■ Objective
Every line of the records below should be restated exactly.

(Named object pointing entries)
^^^^
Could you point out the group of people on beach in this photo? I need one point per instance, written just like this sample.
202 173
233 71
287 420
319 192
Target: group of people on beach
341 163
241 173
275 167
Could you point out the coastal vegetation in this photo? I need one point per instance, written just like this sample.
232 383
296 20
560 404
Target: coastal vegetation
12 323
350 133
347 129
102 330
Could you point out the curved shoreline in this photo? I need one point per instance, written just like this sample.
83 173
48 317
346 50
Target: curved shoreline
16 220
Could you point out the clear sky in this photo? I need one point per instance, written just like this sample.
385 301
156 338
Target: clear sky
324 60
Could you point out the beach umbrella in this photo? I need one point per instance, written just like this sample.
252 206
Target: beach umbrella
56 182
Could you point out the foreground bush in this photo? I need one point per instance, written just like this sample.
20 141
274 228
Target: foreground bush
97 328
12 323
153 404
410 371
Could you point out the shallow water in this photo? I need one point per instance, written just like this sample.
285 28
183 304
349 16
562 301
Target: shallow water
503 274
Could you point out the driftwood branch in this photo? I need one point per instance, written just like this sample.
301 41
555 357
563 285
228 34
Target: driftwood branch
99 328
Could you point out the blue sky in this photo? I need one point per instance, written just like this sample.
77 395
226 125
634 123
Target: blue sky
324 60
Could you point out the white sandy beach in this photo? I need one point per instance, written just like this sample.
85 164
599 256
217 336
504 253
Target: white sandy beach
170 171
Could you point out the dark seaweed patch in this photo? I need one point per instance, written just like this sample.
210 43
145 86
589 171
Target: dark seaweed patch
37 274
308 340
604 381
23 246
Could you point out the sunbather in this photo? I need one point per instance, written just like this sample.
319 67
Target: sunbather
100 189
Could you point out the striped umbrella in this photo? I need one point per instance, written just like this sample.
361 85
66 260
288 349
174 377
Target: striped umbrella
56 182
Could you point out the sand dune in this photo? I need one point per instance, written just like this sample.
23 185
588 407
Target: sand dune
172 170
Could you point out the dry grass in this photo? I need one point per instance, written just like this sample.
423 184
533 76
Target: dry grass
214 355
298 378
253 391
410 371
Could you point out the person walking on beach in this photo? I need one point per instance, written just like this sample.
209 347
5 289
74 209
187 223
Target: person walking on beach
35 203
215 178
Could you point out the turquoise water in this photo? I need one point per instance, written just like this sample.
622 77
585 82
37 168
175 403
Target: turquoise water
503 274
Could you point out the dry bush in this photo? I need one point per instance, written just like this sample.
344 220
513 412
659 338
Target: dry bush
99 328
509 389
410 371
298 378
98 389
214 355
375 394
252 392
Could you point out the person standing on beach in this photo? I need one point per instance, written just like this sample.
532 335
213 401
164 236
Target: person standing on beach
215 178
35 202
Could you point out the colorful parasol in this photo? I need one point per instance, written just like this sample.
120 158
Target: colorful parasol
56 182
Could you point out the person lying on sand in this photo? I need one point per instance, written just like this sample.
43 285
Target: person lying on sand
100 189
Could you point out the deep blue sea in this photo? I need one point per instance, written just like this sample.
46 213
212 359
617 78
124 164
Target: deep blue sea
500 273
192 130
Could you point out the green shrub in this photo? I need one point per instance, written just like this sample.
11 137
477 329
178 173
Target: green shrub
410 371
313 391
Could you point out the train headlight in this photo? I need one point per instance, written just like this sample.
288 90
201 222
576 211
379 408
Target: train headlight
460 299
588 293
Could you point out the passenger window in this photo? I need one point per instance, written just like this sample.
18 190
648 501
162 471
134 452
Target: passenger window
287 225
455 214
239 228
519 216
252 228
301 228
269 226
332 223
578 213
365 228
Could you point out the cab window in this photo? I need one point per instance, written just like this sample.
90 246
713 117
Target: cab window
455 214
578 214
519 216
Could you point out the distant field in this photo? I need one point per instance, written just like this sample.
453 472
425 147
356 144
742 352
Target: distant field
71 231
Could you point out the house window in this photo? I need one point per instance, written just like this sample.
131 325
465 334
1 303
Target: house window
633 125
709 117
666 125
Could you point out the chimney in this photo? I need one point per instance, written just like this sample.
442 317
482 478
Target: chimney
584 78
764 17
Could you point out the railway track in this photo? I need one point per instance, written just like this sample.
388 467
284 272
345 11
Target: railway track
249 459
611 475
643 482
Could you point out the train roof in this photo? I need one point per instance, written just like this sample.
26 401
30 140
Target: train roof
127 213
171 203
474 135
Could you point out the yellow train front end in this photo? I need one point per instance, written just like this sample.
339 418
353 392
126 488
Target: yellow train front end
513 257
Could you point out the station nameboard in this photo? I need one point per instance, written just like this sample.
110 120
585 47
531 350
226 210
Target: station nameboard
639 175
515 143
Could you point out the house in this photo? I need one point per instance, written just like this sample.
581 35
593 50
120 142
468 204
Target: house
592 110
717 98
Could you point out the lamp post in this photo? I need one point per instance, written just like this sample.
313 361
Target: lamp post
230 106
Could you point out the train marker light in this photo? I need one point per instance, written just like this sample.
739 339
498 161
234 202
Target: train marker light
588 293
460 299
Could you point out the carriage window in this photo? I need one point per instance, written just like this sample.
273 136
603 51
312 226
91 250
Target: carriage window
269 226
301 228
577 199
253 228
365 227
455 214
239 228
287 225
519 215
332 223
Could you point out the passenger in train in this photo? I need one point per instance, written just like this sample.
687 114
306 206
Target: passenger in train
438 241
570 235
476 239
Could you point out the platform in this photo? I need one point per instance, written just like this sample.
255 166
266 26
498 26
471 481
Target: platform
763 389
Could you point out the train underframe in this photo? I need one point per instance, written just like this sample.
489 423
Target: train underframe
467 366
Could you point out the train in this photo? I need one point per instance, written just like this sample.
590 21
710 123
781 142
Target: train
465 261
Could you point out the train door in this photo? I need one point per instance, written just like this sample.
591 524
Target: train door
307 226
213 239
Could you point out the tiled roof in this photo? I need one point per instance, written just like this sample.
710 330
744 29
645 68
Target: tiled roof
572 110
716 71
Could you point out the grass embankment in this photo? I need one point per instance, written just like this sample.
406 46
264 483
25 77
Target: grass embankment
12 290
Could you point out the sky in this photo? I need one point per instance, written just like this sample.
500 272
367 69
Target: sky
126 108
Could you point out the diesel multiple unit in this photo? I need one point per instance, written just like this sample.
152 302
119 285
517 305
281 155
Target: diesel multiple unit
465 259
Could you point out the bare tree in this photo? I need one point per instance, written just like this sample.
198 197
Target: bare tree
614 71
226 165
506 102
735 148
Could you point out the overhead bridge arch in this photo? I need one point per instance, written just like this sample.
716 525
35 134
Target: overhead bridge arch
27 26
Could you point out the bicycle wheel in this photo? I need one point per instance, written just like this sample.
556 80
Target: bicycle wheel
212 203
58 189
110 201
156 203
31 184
^^^^
■ Exercise solution
Could you point out the group of people on beach in this photo? I need one point per instance, written just like this sample.
202 173
233 71
287 420
319 192
Target: group of people on beach
341 163
241 173
275 167
Could you point out the coastal vegetation in this photo? I need one point per instance, written just like this sample.
232 383
296 20
560 404
Target: coastal vegetation
12 323
350 133
347 129
102 330
Could you point out the curved shoreline in this photo? I need one point per instance, written just like this sample.
83 173
48 317
346 50
Target: curved shoreline
16 220
Could you point out the clear sky in this photo? I need one point per instance, written just like this sample.
385 301
156 338
Target: clear sky
324 60
Could you point out the beach umbrella in this photo? I need one point per instance, written just like this sample.
252 206
Target: beach umbrella
56 182
Could you point out the foreground bush in this photo? I need one point per instance, written just like this sample.
20 141
274 228
Target: foreground bush
97 328
12 323
153 404
410 371
Could you point out the shallow water in this photo? I need one point per instance, written just like this sample.
285 28
183 304
349 16
562 301
Target: shallow water
503 274
Could you point out the driftwood branch in this photo? I need one point per instance, written just like this sample.
301 41
555 357
563 285
228 34
Target: driftwood branch
99 328
Could you point out the blue sky in this photo? I need one point per instance, written just like this sample.
77 395
226 125
634 123
Target: blue sky
324 60
Could you point out the white sandy beach in this photo? I need one point per instance, written just like this sample.
85 164
599 256
217 336
504 253
Target: white sandy beach
170 171
Could you point out the dark seaweed patch in this photo? I need one point per instance, written just like this sample.
210 43
145 86
589 171
Target: dark seaweed patch
37 274
308 340
604 381
23 246
Could you point out the sunbather in this photo? I need one point per instance, written just like this sample.
319 67
Target: sunbather
100 189
Could you point out the striped umbrella in this photo? I need one point per instance, written just like this sample.
361 85
66 260
288 349
174 377
Target: striped umbrella
56 182
Could you point out the sand dune in this photo? I need one point per instance, written just like this sample.
23 185
588 407
Target: sand dune
172 170
Could you point out the dry grass in this photo? I need one point per instance, written just like this sample.
423 184
533 76
Target: dry grass
214 355
298 378
253 391
410 371
Could you point out the person walking on beach in this photo? I need one point per instance, written just like this sample.
209 347
5 289
74 209
187 223
Target: person walking on beach
35 203
215 178
Could you point out the turquoise water in this photo? I need one point per instance, written just like this sample.
622 77
585 82
37 168
175 403
Target: turquoise water
503 274
Could you point out the dry bush in this photo? I need one point per instance, written just like this sample.
344 220
513 412
659 338
Target: dry bush
99 328
509 389
410 371
298 378
98 389
214 355
375 394
252 392
Could you point out the person standing on beach in this photo? I need one point per instance, written just like this sample.
532 335
213 401
164 236
Target: person standing on beach
215 178
35 202
Could you point out the colorful parasol in this photo? I need one point per instance, written just like this sample.
120 158
Target: colorful parasol
56 182
Could you point out the person lying on sand in this photo? I need one point per instance, written just like this sample.
43 285
Target: person lying on sand
100 189
Could you point out the deep blue sea in this photo? I need one point per instance, written just like this sample.
46 213
212 359
617 78
124 164
Target: deep blue sea
500 273
192 130
Could you point out the green shrub in this photo? I need one point per instance, written just like this sample.
11 137
477 329
178 173
Target: green shrub
410 371
313 391
Could you point out the train headlight in this photo? I need one point per instance, written just like this sample.
288 90
201 222
576 211
379 408
Target: train headlight
460 299
588 293
Could you point out the passenger window in this photo? I need one point per instance, written just like this sample.
18 190
648 501
162 471
134 452
Target: passenger window
287 225
455 214
239 228
519 216
252 228
301 228
269 226
332 223
578 213
365 228
Could you point out the cab window in this photo? I need one point per instance, written just like this sample.
90 246
713 117
Target: cab window
455 214
578 214
519 216
Could you point out the distant field in this photo? I need one point per instance, written just like this sample.
453 472
425 147
356 144
742 352
Target: distant field
71 231
Could you point out the house window in this photo? I need one point per instance, written just like this sample.
131 325
465 334
1 303
Target: house window
633 125
709 117
666 125
Could you point out the chimney in this photo? I need one point per instance, written just like this sample.
442 317
482 478
Target: chimney
584 78
764 17
Could you point out the railway track in this photo? I need one point per instance, written just like this sample.
388 467
284 272
345 11
Target: railway track
249 459
611 475
643 482
Could you point out the train roof in this photo? I need one point per instance, written just like this sample.
26 401
30 140
Target: train roof
127 213
171 203
474 135
Could you point out the yellow train front end in this photo? I need one point per instance, written just like this sample.
339 418
353 392
126 488
Target: yellow train front end
513 257
Could you point out the station nameboard in this photo? I need one point per instance, written just like this sample.
110 120
585 47
531 350
226 210
Target: station nameboard
639 175
515 143
Could you point out the house in this photo? I need one point per instance, written just like this sample.
581 35
593 50
120 142
468 204
Target: house
592 110
717 98
Could you point out the lamp post in this photo? I need one point per instance, written just like this sample.
313 361
Target: lamp post
230 106
Could you point out the train marker light in this photo? I need one point per instance, written just like this sample.
739 339
498 161
234 202
Target: train marker light
588 293
460 299
Could you point out the carriage window in this photo? I need one point per instance, written just like this sample.
273 136
603 51
312 226
91 250
Target: carriage window
269 226
301 228
577 199
253 228
365 227
455 214
239 228
287 225
519 215
332 223
Could you point out the passenger in train in this photo? I need one point per instance, written just like this sample.
687 114
306 206
Target: passenger in train
438 241
570 235
476 239
Could you point out the platform in this photo? I need one point per instance, written just like this sample.
255 166
266 26
498 26
471 481
Target: platform
763 389
Could you point out the train underframe in this photo? I need one point per instance, written just like this sample.
489 423
Target: train underframe
467 366
Could you point out the train in this photo? I need one point per instance, written just like this sample.
590 21
710 123
781 142
Target: train
465 261
Could you point out the train door in this photo? I need one point per instance, written just like this sample.
591 524
Target: train door
307 226
213 239
Could you point out the tiled roof in this photo? I need one point per instance, written just like this sample.
710 330
744 29
645 68
Target: tiled roof
572 110
716 71
Could you point out the grass embankment in this photo? I need one point per instance, written just like this sample.
406 46
264 483
25 77
Target: grass embankment
12 290
Could you point out the sky in this photo? I need one point per instance, written just like this sample.
500 272
367 69
Target: sky
126 108
Could you point out the diesel multiple unit in this photo? I need one point per instance, written just like this sample.
152 302
119 285
517 305
281 155
Target: diesel multiple unit
465 259
Could you point out the bare tree in this photo? I need one point per instance, written just like this sample.
198 197
Target: bare tree
614 71
226 165
506 102
735 148
Could you point out the overhead bridge arch in this photo? I need one point per instance, written just like this sample.
716 525
35 134
Target: overhead bridge arch
27 26
Could you point out the bicycle wheel in this photo? I need one point per instance, written just like this sample.
556 80
Target: bicycle wheel
212 203
58 189
110 201
156 203
31 184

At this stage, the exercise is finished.